> **Exercise goal**: Reproduce the passage on the EPA fracking study word for word, from "In this March" to "is largely safe.", inclusive.

The initial scope of the EPA fracking study was ambitious, though certainly not unachievable. The inherent problem, however, with technical studies of complex industry practices is that the EPA relies heavily on the willingness of the industry to give the agency access.

In this March 25, 2014 photo, a worker oils a pump during a hydraulic fracturing operation at an Encana Corp. well pad near Mead, Colorado. ,The American Prospect / AP Photo/Brennan Linsley

In early June, the Environmental Protection Agency released a long-awaited study on the impact of hydraulic fracturing on drinking water. A press release for the report said that there was no evidence of widespread contamination from fracking. However, there were “potential vulnerabilities in the water lifecycle that could impact drinking water.” Observers quickly came to wildly different conclusions. Environmental groups say it’s concrete evidence that fracking can contaminate groundwater. The oil and gas industry says the report validates its stance that fracking is largely safe.

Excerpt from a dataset
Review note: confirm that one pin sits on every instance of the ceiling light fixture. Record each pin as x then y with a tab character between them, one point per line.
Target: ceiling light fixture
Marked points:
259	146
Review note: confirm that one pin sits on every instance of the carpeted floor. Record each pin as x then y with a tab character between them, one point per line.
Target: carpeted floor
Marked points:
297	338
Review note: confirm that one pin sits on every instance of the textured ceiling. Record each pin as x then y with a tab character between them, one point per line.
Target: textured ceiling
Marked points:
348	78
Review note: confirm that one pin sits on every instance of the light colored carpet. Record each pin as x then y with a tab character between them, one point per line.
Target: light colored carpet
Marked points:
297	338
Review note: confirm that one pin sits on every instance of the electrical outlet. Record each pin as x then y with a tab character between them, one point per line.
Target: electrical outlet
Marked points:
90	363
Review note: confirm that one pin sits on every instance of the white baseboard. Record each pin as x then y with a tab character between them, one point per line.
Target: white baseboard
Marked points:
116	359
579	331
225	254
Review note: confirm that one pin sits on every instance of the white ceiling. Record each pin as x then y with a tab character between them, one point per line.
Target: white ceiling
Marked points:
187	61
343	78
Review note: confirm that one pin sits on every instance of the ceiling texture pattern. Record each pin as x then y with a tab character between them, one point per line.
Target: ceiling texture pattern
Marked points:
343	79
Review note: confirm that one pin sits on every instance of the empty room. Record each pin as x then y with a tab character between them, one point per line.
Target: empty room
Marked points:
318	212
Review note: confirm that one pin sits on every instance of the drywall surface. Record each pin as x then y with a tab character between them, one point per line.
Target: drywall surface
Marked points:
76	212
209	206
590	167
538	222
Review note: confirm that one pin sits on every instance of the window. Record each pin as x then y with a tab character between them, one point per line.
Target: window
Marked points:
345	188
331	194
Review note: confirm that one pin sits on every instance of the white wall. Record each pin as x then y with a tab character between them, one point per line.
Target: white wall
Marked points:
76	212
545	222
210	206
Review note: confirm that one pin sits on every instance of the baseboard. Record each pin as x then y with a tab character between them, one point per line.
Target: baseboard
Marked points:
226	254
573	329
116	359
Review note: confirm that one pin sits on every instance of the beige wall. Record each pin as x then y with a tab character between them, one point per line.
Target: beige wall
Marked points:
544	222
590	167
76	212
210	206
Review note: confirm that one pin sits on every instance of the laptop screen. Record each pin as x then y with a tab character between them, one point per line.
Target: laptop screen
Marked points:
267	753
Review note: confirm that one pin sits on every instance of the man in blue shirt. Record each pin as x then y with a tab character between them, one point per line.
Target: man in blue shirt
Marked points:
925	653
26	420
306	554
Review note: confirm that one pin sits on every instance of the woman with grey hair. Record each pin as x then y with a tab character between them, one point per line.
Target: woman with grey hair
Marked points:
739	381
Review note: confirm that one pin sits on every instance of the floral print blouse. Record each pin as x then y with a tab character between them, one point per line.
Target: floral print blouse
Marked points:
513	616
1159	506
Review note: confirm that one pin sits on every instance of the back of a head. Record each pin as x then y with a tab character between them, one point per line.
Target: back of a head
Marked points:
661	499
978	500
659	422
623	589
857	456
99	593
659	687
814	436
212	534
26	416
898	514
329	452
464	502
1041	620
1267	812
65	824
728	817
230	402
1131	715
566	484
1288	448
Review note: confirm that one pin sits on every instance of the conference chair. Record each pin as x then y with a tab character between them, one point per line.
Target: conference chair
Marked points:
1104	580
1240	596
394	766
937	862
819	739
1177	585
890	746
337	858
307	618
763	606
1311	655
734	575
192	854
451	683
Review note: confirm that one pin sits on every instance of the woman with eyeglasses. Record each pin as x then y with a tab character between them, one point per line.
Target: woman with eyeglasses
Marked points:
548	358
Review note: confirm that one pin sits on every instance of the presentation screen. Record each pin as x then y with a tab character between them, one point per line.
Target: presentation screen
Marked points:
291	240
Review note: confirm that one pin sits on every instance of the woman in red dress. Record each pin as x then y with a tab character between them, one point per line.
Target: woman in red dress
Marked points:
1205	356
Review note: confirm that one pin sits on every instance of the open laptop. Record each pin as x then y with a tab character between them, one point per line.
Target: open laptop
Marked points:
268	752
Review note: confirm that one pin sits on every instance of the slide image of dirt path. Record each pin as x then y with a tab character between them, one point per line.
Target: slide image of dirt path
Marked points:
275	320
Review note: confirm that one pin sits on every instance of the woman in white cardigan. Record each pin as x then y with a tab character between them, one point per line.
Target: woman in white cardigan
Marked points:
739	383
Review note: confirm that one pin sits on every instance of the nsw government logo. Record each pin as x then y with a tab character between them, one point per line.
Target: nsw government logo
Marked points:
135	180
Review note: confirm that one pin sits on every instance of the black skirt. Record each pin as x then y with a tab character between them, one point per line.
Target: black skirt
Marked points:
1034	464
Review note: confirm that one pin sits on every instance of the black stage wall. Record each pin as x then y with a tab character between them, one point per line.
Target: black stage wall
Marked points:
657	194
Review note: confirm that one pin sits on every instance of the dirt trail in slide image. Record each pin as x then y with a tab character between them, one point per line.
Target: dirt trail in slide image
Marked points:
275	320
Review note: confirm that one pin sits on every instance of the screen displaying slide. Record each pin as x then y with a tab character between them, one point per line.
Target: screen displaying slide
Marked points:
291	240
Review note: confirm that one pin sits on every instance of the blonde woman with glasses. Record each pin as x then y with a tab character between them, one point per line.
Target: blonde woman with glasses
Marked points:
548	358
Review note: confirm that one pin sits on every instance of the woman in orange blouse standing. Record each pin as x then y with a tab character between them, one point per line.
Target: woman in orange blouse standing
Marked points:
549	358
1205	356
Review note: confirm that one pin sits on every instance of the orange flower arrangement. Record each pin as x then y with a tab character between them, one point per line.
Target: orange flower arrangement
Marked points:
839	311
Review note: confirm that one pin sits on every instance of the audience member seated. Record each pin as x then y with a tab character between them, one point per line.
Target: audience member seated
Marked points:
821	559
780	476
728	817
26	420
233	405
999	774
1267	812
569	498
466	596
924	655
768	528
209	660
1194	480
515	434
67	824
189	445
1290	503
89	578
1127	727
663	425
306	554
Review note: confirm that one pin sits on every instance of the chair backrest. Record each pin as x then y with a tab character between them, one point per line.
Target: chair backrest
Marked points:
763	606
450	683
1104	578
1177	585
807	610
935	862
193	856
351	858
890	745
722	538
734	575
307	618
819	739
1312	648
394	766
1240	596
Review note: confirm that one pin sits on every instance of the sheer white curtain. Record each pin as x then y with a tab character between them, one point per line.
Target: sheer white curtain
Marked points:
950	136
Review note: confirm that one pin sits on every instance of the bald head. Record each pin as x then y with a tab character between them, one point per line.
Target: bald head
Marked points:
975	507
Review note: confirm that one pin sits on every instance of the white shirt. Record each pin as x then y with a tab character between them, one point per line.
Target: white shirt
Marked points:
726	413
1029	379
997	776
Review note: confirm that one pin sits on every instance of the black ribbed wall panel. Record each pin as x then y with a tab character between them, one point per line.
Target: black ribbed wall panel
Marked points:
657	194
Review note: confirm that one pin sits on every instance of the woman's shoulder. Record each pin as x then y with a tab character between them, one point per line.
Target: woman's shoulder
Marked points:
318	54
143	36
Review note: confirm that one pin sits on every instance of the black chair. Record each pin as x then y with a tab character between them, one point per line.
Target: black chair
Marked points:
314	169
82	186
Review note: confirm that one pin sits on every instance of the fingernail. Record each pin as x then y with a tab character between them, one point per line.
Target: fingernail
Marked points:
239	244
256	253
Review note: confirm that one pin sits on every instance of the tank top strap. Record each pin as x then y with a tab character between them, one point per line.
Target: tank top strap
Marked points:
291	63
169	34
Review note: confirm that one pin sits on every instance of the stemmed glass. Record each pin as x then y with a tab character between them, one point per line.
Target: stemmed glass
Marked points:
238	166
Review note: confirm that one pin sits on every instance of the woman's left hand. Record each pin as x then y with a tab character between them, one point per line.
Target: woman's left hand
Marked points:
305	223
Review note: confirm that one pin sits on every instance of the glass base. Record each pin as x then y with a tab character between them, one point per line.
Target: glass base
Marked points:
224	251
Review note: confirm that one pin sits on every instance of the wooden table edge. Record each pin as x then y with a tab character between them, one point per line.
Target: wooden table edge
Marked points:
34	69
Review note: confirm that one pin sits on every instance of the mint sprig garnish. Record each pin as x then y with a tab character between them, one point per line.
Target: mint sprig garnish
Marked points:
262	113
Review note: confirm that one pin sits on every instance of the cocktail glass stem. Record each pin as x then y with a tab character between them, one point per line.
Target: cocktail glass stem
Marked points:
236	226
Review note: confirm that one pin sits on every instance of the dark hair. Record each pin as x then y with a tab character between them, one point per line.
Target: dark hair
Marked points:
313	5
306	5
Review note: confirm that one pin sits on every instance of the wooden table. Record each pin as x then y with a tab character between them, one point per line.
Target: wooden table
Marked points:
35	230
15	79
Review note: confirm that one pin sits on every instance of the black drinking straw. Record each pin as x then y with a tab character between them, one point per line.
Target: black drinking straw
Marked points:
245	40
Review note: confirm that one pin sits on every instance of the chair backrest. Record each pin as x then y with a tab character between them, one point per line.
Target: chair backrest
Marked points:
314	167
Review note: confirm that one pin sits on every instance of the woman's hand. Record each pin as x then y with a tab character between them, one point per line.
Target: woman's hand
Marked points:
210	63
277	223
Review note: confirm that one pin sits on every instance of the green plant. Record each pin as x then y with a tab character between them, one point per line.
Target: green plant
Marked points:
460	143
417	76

> **Answer in full**:
In this March 25, 2014 photo, a worker oils a pump during a hydraulic fracturing operation at an Encana Corp. well pad near Mead, Colorado. ,The American Prospect / AP Photo/Brennan Linsley

In early June, the Environmental Protection Agency released a long-awaited study on the impact of hydraulic fracturing on drinking water. A press release for the report said that there was no evidence of widespread contamination from fracking. However, there were “potential vulnerabilities in the water lifecycle that could impact drinking water.” Observers quickly came to wildly different conclusions. Environmental groups say it’s concrete evidence that fracking can contaminate groundwater. The oil and gas industry says the report validates its stance that fracking is largely safe.